Exercise: Count the lines in the records below that contain the word "outline", and give only that number.

--- start of Data for this exercise ---

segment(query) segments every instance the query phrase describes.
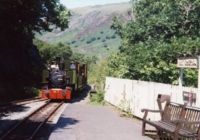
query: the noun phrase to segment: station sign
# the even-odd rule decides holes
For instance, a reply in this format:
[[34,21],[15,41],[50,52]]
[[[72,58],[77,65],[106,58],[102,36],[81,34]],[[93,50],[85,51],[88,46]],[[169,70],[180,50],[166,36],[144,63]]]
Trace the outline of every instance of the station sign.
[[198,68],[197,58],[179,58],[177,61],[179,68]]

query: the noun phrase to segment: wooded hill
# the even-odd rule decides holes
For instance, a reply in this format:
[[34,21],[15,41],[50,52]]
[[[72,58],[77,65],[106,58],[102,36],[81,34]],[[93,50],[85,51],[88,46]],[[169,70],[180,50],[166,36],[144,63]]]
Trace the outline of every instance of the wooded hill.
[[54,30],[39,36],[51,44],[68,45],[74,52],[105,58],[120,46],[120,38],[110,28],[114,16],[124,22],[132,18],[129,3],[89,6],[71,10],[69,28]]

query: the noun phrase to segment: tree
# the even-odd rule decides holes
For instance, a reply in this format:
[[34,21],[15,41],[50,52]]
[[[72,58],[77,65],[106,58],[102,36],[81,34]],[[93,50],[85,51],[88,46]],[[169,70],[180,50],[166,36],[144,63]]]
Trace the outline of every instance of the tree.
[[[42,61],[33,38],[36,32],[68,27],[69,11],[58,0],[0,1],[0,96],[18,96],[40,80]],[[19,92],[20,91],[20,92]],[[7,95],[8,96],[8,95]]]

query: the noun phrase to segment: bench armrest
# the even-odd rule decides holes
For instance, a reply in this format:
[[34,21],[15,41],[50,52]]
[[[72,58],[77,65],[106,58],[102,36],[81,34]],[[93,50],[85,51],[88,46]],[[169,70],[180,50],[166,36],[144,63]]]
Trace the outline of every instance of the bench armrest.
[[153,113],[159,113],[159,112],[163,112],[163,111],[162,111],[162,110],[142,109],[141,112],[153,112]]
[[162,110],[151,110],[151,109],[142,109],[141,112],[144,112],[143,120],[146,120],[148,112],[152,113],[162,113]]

--- end of Data for this exercise ---
--- start of Data for this exercise ---

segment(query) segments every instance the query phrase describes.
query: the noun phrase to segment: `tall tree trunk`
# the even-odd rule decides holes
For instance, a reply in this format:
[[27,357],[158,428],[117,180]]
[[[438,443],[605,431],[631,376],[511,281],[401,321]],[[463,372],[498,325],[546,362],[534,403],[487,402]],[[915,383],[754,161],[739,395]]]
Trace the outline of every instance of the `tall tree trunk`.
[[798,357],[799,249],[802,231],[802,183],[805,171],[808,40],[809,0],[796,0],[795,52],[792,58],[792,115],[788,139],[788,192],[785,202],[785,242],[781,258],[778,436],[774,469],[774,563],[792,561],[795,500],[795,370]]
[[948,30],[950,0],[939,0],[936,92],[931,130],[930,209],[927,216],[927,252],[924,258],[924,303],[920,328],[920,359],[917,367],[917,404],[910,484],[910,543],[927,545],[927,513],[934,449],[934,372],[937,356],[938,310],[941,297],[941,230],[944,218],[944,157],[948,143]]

--- end of Data for this exercise ---

Answer to the problem: 5